### SUPPLIED ENTRIES
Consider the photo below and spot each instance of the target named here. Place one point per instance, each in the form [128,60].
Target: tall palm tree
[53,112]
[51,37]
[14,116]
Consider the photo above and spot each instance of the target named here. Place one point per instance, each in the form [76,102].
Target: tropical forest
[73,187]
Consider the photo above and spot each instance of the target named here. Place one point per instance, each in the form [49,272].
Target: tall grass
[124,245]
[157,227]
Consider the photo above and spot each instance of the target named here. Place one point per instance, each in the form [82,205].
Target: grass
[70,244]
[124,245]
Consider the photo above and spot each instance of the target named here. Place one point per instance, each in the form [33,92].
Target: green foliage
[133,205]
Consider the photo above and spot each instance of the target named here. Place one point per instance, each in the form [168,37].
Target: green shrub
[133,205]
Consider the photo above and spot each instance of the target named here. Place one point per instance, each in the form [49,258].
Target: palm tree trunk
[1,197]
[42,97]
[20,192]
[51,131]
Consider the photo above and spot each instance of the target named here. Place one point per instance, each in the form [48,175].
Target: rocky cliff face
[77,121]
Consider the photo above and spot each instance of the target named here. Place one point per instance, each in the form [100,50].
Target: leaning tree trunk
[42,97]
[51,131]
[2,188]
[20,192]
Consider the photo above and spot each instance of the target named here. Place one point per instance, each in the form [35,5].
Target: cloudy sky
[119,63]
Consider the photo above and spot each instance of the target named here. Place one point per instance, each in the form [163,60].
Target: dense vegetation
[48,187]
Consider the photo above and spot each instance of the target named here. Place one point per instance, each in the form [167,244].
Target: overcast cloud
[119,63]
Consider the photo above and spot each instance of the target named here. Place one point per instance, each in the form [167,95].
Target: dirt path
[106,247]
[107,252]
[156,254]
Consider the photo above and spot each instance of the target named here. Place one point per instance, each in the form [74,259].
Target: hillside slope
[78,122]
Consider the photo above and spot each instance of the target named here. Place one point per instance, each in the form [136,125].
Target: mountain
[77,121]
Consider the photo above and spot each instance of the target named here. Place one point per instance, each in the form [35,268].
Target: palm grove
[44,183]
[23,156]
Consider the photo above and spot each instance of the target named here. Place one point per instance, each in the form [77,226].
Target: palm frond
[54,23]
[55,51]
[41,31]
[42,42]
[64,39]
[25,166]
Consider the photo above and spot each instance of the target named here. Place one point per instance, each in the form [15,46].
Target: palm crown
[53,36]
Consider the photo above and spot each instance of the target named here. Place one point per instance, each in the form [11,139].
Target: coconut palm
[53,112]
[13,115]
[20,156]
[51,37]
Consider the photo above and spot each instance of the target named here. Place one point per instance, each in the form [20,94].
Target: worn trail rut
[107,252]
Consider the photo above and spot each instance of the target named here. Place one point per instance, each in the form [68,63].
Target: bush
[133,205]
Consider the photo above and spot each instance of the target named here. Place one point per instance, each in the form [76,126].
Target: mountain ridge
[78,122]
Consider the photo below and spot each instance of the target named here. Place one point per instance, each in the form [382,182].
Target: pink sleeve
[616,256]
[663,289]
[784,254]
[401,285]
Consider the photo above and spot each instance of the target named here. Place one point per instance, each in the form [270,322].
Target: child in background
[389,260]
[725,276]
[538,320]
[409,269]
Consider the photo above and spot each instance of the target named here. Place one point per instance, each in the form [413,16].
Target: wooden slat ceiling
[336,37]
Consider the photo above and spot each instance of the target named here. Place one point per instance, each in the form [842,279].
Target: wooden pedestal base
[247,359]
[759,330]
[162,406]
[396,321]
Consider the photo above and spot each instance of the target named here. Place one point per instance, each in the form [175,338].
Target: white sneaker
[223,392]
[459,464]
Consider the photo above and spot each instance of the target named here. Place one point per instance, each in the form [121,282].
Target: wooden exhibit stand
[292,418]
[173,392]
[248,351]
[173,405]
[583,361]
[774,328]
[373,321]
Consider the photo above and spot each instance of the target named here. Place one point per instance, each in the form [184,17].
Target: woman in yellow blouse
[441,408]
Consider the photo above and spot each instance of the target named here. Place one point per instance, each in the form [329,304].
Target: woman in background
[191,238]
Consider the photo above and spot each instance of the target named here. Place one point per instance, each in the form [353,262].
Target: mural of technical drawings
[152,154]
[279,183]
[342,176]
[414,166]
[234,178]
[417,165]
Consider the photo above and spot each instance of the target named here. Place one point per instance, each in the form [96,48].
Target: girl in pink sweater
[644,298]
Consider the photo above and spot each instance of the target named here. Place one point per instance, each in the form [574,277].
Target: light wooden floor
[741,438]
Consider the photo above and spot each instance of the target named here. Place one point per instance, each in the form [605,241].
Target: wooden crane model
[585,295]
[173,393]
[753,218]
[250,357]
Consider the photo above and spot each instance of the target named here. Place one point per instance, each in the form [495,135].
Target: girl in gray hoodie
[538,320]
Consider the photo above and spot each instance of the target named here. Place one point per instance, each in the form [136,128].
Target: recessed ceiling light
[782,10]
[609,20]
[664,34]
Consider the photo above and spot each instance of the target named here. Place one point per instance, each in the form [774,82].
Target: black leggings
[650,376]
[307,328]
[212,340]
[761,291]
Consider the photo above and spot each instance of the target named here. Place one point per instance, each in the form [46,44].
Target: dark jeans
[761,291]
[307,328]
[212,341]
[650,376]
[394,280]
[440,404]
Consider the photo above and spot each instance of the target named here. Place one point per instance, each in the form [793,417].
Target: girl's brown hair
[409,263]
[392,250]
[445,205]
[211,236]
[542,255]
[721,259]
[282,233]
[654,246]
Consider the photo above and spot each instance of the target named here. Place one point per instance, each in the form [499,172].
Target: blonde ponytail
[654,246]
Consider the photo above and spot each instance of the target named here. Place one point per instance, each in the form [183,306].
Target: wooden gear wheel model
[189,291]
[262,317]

### STATED GOAL
Restate each entry exactly, skipping none.

### TASK OUTPUT
Consider the photo below and spot each instance of the target named here. Place one point per instance, each in the form [128,60].
Target: tall palm tree
[53,112]
[51,37]
[14,116]
Consider the photo above and spot each instance of the target named here. Place one point per instance, each in the form [76,102].
Target: tropical forest
[73,187]
Consider the photo above and spot each instance of the target named here. Place one point per instance, each in the form [49,272].
Target: tall grass
[124,245]
[157,227]
Consider the photo above and spot each instance of the target named here. Place one point per instance, each in the form [82,205].
Target: grass
[70,244]
[124,245]
Consider the photo above and spot each instance of the target named here. Place one point per instance, each in the form [33,92].
Target: green foliage
[133,205]
Consider the photo above and spot each instance of the target named here. Place one point per instance, each in the form [168,37].
Target: green shrub
[133,205]
Consider the photo above and spot each instance of the target named here. Place one point per instance, each in the form [49,258].
Target: palm tree trunk
[1,197]
[42,97]
[20,192]
[51,131]
Consider the photo above and spot each instance of the target named here. Place one point per instance, each in the form [48,175].
Target: rocky cliff face
[77,121]
Consider the photo above and spot each instance of the target named here. Place one point per instance, each in the form [100,50].
Target: leaning tree trunk
[42,97]
[51,131]
[2,188]
[20,192]
Consider the photo above and spot each instance of the target named here. Place one point per instance, each in the form [35,5].
Target: cloudy sky
[119,63]
Consider the photo above and spot each instance of the target named here. Place one point per instance, each in the form [163,60].
Target: dense vegetation
[48,187]
Consider the photo above and spot each instance of the target named here. Place one point per instance, each in the form [167,244].
Target: overcast cloud
[119,63]
Consider the photo above and spot each instance of the target named here. Place one point per instance, each in the form [167,95].
Target: dirt path
[106,247]
[107,252]
[156,254]
Consider the photo above and spot each instance of the target named here. Place one point per instance, each in the form [74,259].
Target: hillside slope
[78,122]
Consider the photo above and spot each instance of the target named here. Place one point per instance, each in the form [136,125].
Target: mountain
[77,121]
Consider the photo above and spot each instance of the target named here. Place one point per instance, each in the form [35,268].
Target: palm grove
[44,183]
[23,156]
Consider the photo above and spot each instance of the target named here. Place one point per instance, each in the form [77,226].
Target: palm frond
[54,23]
[55,51]
[41,31]
[42,42]
[64,39]
[25,166]
Consider the photo above and spot each instance of the target named here. Place one point per instance, each in the form [15,46].
Target: palm crown
[53,36]
Consider the photo above and spot each instance of the target named here. Place one point per instance, each in the form [11,139].
Target: coconut palm
[53,112]
[13,115]
[20,156]
[51,37]
Consider the photo above and spot each instance of the target named here. Place one point per instance, each in the form [20,94].
Target: worn trail rut
[107,252]
Consider the photo above and spot each instance of the target named here. Place one point per instance, each in the form [68,63].
Target: bush
[133,205]
Consider the photo above and spot each instance of the target named here. Place one point per instance, each in the form [76,126].
Target: mountain ridge
[78,122]
Consider the photo below and spot each instance of the target named here. Place one point per instance, each in the form [382,182].
Target: pink sleeve
[616,256]
[663,289]
[784,254]
[401,285]
Consider the photo above and spot each instance of the target named here. Place one point per instance, each in the form [270,322].
Target: child in background
[389,260]
[725,276]
[538,320]
[409,269]
Consider the photo above and spot each instance of the target named here. Place one point per instance, each in the form [413,16].
Target: wooden slat ceiling
[336,37]
Consider the photo above and spot each instance of the target named here. Place one point per instance, each in the form [842,279].
Target: wooden pedestal base
[247,359]
[759,330]
[162,406]
[396,321]
Consider the photo above and spot each instance of the target named here. Place one point per instance, each in the form [175,338].
Target: white sneaker
[223,392]
[459,464]
Consider the photo above and spot each instance of the target named here. Place one point per instance, each in the form [121,282].
Target: wooden exhibit stand
[292,418]
[173,392]
[248,351]
[173,405]
[583,361]
[774,328]
[373,321]
Consider the photo above and spot each instance of the target named here. Place one point per instance, each in the form [184,17].
Target: woman in yellow blouse
[441,408]
Consider the photo above and spot each instance of the target named here. Place one point per instance, each in the form [329,304].
Target: woman in background
[191,238]
Consider the photo above and spot each instance of the target named here. Place one point per instance, each in the form [353,262].
Target: mural of technical drawings
[152,154]
[279,183]
[342,176]
[414,166]
[234,178]
[417,165]
Consider the photo above and spot each instance of the target named here. Place one point per instance, each in the form [96,48].
Target: girl in pink sweater
[644,298]
Consider the photo above and spot each instance of the target named here. Place one point per instance, each in the form [574,277].
Target: light wooden floor
[741,438]
Consider the photo above and spot each instance of the target named here. Place one point per instance, each in the form [605,241].
Target: wooden crane model
[585,295]
[173,393]
[753,218]
[250,357]
Consider the photo above and spot each instance of the target named here. Place one point per instance, each in the form [495,135].
Target: girl in gray hoodie
[538,320]
Consider the photo above and spot each instance of the target named here. Place one point per instance, each in the form [136,128].
Target: recessed ceiling light
[782,10]
[609,20]
[664,34]
Consider the photo above and spot each instance of the target named here. Place one point per instance, each in the form [774,82].
Target: black leggings
[650,376]
[307,328]
[212,340]
[761,291]
Consider the photo above and spot each instance of the target named here. Place one point per instance, each in the form [46,44].
Target: dark jeans
[761,291]
[307,328]
[212,341]
[650,376]
[394,280]
[440,404]
Consider the photo above and spot each instance of the target named here. Place one point per instance, each in the form [793,417].
Target: girl's brown hair
[409,263]
[392,250]
[445,205]
[211,236]
[542,255]
[721,259]
[282,233]
[654,246]
Consider the photo above and spot each instance of the target named here. Place one point per instance, each in the form [499,172].
Target: blonde ponytail
[654,246]
Consider the photo above and spot each instance of the target named here. Place one point per instance, each in the form [183,306].
Target: wooden gear wheel model
[189,291]
[262,317]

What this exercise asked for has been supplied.